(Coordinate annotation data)
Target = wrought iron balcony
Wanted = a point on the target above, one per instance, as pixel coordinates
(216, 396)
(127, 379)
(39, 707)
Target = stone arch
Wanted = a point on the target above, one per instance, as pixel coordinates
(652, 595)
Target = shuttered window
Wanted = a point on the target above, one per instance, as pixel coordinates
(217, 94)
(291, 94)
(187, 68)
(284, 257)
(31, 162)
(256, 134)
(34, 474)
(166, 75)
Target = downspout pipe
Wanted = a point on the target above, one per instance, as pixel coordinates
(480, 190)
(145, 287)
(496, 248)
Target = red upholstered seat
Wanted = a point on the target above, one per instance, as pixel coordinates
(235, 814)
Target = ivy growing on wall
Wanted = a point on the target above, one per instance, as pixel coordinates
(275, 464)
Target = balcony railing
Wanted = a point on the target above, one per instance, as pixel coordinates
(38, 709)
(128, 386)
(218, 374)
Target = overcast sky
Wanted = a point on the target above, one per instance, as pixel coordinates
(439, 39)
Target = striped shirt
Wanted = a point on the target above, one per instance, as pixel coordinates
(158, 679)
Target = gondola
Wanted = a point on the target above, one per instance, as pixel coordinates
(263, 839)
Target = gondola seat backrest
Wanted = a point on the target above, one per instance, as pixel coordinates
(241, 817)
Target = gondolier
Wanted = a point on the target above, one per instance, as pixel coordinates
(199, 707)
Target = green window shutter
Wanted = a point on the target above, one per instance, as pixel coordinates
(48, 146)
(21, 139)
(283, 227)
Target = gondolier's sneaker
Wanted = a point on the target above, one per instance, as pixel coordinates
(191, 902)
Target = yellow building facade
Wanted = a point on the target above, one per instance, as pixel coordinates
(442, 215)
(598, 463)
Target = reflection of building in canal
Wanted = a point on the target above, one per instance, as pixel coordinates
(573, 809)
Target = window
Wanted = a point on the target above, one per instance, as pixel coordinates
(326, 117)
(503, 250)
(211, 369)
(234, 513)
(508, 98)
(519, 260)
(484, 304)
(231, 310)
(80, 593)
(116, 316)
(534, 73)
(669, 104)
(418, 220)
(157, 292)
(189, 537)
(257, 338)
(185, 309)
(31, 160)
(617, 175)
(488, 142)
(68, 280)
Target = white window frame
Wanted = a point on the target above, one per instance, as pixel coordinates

» EXERCISE BRIEF
Rewrite the part of the data that opens with the line containing "Target = window" and closes with the last line of the data, including both ends and every line between them. Raise each number in the answer coordinates by 107.

» FINISHED ANSWER
Target = window
Wanted = a point on the target above, one per instance, as pixel coordinates
(433, 224)
(610, 357)
(318, 476)
(341, 620)
(615, 205)
(626, 367)
(591, 411)
(338, 417)
(187, 700)
(223, 423)
(641, 180)
(776, 211)
(525, 327)
(264, 399)
(296, 644)
(364, 445)
(292, 416)
(138, 267)
(724, 282)
(595, 249)
(175, 387)
Target = white window frame
Wanted = a point on the target above, one per instance, as pixel coordinates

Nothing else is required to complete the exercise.